_Exercise instructions:_ When you print the records below, keep every word exact and leave out the images.

_Supplied records:_
Content starts
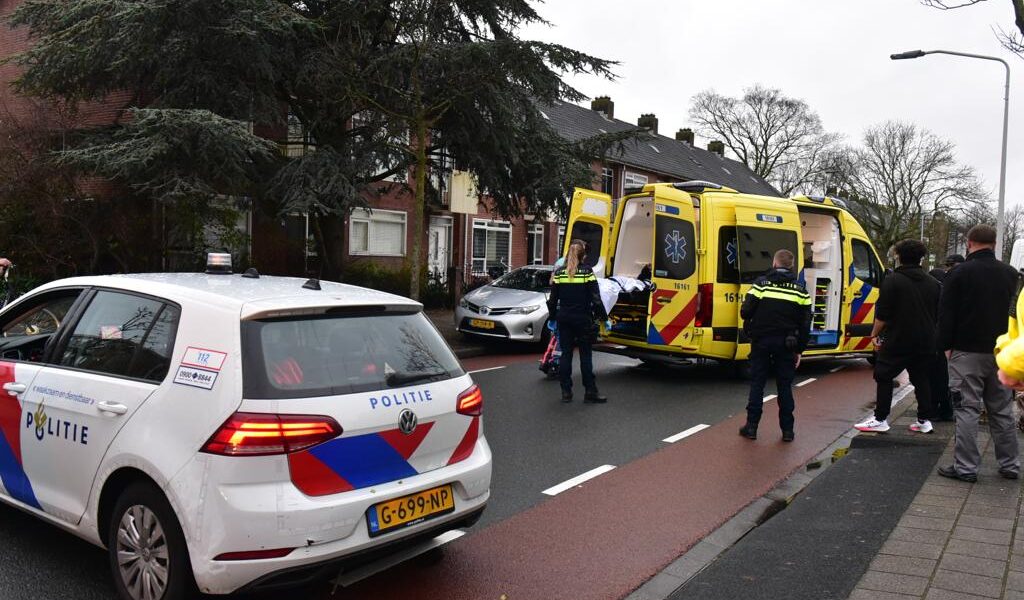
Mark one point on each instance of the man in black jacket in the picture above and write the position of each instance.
(776, 314)
(976, 301)
(905, 315)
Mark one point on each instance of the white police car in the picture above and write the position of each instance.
(231, 431)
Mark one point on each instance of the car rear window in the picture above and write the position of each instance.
(341, 353)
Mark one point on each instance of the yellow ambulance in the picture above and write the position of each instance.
(701, 246)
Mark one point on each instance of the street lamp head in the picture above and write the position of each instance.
(905, 55)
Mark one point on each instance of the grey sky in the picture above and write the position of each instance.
(834, 54)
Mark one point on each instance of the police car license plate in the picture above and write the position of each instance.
(410, 510)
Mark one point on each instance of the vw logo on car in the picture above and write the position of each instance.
(408, 422)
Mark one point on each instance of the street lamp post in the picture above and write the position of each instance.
(999, 217)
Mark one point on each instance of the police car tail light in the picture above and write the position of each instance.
(470, 402)
(706, 304)
(252, 434)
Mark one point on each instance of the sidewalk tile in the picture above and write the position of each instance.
(912, 549)
(995, 512)
(862, 594)
(904, 565)
(919, 536)
(939, 512)
(914, 522)
(893, 583)
(986, 523)
(980, 550)
(932, 500)
(992, 500)
(983, 536)
(973, 564)
(1015, 581)
(968, 584)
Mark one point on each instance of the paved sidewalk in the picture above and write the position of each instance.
(957, 541)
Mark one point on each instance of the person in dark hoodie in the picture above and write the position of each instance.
(905, 318)
(776, 314)
(976, 301)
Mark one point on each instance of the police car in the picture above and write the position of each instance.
(235, 432)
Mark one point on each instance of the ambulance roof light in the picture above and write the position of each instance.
(218, 263)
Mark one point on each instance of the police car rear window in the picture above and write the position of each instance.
(341, 354)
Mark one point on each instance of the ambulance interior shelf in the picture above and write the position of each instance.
(823, 275)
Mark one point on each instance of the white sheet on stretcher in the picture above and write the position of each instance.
(612, 286)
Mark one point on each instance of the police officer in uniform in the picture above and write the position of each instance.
(573, 303)
(776, 316)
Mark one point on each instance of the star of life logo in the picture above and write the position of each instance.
(675, 247)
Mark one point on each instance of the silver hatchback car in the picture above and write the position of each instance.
(512, 307)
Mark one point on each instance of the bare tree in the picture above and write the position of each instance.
(902, 177)
(1012, 40)
(778, 137)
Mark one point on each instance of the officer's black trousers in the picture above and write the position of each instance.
(573, 333)
(769, 354)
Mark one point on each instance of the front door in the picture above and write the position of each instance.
(111, 363)
(674, 265)
(439, 248)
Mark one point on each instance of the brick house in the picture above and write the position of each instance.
(460, 236)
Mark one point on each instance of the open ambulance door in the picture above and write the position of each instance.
(762, 228)
(590, 220)
(674, 271)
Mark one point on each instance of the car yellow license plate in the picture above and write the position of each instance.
(410, 510)
(480, 324)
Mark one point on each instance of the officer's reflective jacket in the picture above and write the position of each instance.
(576, 295)
(777, 305)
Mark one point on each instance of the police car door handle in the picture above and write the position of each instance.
(113, 408)
(13, 388)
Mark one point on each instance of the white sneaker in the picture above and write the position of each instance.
(871, 424)
(922, 426)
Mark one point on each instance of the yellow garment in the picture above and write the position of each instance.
(1010, 346)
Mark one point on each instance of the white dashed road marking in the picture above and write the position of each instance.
Content ends
_Reply to the task:_
Mark one point on each instance of the man in black jacket in the picture above and write the position of each instance.
(776, 314)
(976, 301)
(905, 315)
Mark one point on each instance of the white police car in the picture above and write the position of each instance.
(231, 431)
Mark one point on each instance of the car rear window in the picture above and write the position of each instance.
(341, 353)
Mark one point on each instance of the yellow ambulance in the picture above and write the position of each instance.
(701, 246)
Mark one point on each instance of the street lamp head in the picture above and write the position of each instance.
(905, 55)
Mark one point on each instance of the grey sky in the picture above and write the position of each instance.
(834, 54)
Mark one point on each instance of the police car license plate in the picture above and write the position of each instance.
(410, 510)
Mark one point on each instance of the vw logo on car in the picture above and write the position of each instance.
(408, 422)
Mark one point on each instance of the street lamp post in the picture above and write the position of each instance.
(999, 217)
Mark one point on each instance of the police car tail light in the picture above and write the position of each instance.
(470, 402)
(706, 304)
(252, 434)
Mark one point on each instance of the sidewalk tile in the picture above and write the position of each instance.
(912, 549)
(995, 512)
(862, 594)
(904, 565)
(919, 536)
(939, 512)
(914, 522)
(893, 583)
(986, 523)
(980, 550)
(932, 500)
(992, 500)
(983, 536)
(973, 564)
(1015, 581)
(968, 584)
Mark one point on each instance of the paved sidewalk in the picture above and write the position of each instance.
(957, 541)
Mark one point on each instance of the person in dark hoodie in the picture above and write the position of each instance.
(905, 318)
(776, 314)
(976, 301)
Mark one point on each instance of the police car in the picture above and write the position of each instance.
(235, 432)
Mark one point on each instance of the ambulance roof light in the picture above and write the position of each instance.
(218, 263)
Mark one point on each instance of the police car rear window in the picture above and write the position of each instance.
(341, 354)
Mark one point on each instance of the ambulance interior shelf in the picture above and write the position of each instance.
(823, 275)
Mark one point on each instance of the white sheet on stretcher in the picture above and write the position of each instance.
(612, 286)
Mark one point on each instance of the police officer in uniform in the picture above and write the position of each instance.
(573, 303)
(776, 316)
Mark one point on each instance of the star of life logo in the picture above and write the position of each instance.
(675, 247)
Mark one point on each instance of the silver hatchback car in the picture above and write the position of each instance.
(512, 307)
Mark one point on each instance of the bare tree in the picture above and write the position of each instance.
(902, 177)
(1012, 40)
(778, 137)
Mark one point on each instance of the officer's black trousers in the picture above and write the position of each instance.
(573, 333)
(769, 354)
Mark one point on each instance of the front door in the picture above and write the position of each instance.
(111, 363)
(674, 265)
(439, 248)
Mark one point on each instance of the brick house in the picture above and write the position of each instance.
(460, 236)
Mark one point on each instance of the open ambulance door in the picture above and write the position of each instance.
(762, 228)
(590, 220)
(674, 271)
Mark one point on each instance of the car yellow license plate in the picture above and write the position of each instance.
(410, 510)
(480, 324)
Mark one point on each instance of the officer's reflective jacket in the picture above and write the position of each instance.
(576, 295)
(777, 305)
Mark one point on each instance of the police car door handle in the picture above and write the position of each instance.
(113, 408)
(13, 388)
Mark one point on each instance of the white sneaker in the picture above and write the position of each instance.
(871, 424)
(922, 426)
Mark one point on each instance of the yellow garment in the picture above and write the position of each instance.
(1010, 346)
Mark one point on each instance of the white dashed road marking in the picture above and write the position of each instance.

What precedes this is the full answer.